-- RECORDS FOR THE TASK start --

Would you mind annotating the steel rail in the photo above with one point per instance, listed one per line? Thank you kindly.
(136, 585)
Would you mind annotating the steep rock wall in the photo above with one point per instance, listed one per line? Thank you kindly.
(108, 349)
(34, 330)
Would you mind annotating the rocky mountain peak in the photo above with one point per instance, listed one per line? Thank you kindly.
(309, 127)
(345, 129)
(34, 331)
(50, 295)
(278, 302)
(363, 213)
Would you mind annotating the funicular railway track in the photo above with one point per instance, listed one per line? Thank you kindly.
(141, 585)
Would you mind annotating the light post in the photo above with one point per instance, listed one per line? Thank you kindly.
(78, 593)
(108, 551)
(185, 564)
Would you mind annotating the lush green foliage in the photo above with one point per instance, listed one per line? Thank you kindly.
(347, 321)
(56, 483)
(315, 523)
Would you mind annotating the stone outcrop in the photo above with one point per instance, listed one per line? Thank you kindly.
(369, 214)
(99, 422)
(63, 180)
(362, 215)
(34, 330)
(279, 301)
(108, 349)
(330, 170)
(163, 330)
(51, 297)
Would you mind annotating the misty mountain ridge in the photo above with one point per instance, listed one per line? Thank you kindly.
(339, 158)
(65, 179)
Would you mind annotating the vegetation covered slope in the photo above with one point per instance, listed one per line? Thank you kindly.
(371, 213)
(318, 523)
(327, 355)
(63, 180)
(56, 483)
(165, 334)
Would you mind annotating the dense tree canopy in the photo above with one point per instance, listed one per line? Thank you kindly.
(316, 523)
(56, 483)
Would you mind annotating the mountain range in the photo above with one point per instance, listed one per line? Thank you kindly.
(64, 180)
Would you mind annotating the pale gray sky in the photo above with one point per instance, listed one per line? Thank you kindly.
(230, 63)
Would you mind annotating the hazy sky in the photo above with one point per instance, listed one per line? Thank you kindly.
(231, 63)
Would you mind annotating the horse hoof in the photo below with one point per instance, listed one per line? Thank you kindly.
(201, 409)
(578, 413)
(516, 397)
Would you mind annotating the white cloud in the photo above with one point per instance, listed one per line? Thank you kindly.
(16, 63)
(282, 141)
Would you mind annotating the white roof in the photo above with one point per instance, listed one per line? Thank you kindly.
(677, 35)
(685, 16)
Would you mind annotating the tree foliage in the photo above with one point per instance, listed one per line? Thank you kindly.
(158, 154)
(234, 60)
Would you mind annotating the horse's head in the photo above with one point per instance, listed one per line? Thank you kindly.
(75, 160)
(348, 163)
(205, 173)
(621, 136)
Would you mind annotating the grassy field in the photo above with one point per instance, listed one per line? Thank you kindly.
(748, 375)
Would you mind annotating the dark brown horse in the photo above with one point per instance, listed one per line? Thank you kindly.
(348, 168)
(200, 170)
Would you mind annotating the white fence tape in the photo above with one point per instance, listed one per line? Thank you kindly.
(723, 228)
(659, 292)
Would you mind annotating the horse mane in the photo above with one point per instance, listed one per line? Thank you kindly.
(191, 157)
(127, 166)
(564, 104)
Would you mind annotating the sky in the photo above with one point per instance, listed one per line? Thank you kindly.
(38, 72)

-- RECORDS FOR THE TASK end --

PROBLEM DETAILS: Output the data above exactly, please, line for line.

REPLY TO THE EXERCISE:
Would you mind annotating the steel rail in the photo above with one point per instance, listed one per line? Thank you kindly.
(136, 585)
Would you mind annotating the steep rock wall in the photo above with one point per instance, listed one per line? Thank you kindly.
(108, 349)
(34, 330)
Would you mind annotating the rocky mountain peak in the photo above with one point per instance, listed one per line? Thank you kindly.
(309, 127)
(345, 129)
(34, 331)
(50, 295)
(278, 302)
(363, 213)
Would you mind annotating the funicular railway track in the photo above with one point per instance, listed one per line? Thank you kindly.
(141, 585)
Would you mind annotating the light post in the photo above with one point per instance, listed one per line? Thank you kindly.
(78, 593)
(108, 551)
(185, 564)
Would you mind annotating the lush green foliage in the photo above with one point per instance, listed one per line? Thank you kindly.
(347, 321)
(56, 483)
(315, 523)
Would you mind annotating the stone outcrop in the photo above with one point per instance, listed one per line? Thank you kindly.
(369, 214)
(99, 422)
(63, 180)
(362, 215)
(34, 330)
(279, 301)
(108, 349)
(330, 170)
(163, 330)
(51, 297)
Would you mind annotating the misty mountain ridge in the photo above with one point per instance, listed one per line? Thank you kindly.
(339, 158)
(65, 179)
Would you mind annotating the vegetation covered slope in the photo above with one point per instance, listed one per line? Thank you kindly.
(371, 213)
(318, 523)
(327, 355)
(63, 180)
(56, 483)
(165, 334)
Would you mind annotating the dense tree canopy in the photo above with one point per instance, listed one per line? Thank you kindly.
(316, 523)
(56, 483)
Would you mind annotating the mountain range in the photo above with one point per instance, listed one per line? Thank you kindly.
(64, 180)
Would you mind annotating the pale gray sky in the photo above with one point per instance, listed one per line? Thank you kindly.
(230, 63)
Would you mind annotating the hazy sky in the photo above with one point per instance, listed one per line? Thank you kindly.
(231, 63)
Would you mind annotating the horse hoof in the photo below with one point per instance, listed one per line? Thank you kindly.
(201, 409)
(578, 413)
(516, 397)
Would you mind annotating the white cloud in the photo above with one point per instance, listed one per line? Thank you kindly.
(16, 63)
(282, 141)
Would you mind annotating the white roof in the photo above with one point per instance, listed one per line? Thank you kindly.
(677, 35)
(685, 16)
Would you mind annotating the tree foliage in the photo above with one point per instance, listed one per line? Thank you kindly.
(158, 154)
(234, 60)
Would you mind annotating the horse's head in the photo above with one point per instance, listed one per line? Thank you kindly.
(75, 160)
(348, 163)
(205, 173)
(621, 136)
Would you mind annotating the grassy field in the photo above with one point per instance, listed one per line? Thank you kindly.
(748, 375)
Would you mind annotating the dark brown horse in the photo above with one point per instance, listed one per line? Thank you kindly.
(348, 168)
(200, 170)
Would you mind annotating the white fence tape in the photo above with one point per instance, listed one per line? Thank you kindly.
(723, 228)
(659, 292)
Would you mind annotating the horse mane in the photo above with one point per instance, listed one per line? Thank you kindly.
(191, 157)
(127, 166)
(564, 104)
Would you mind annotating the sky in the photo above with one point per instance, listed one per line? Thank you kindly.
(38, 72)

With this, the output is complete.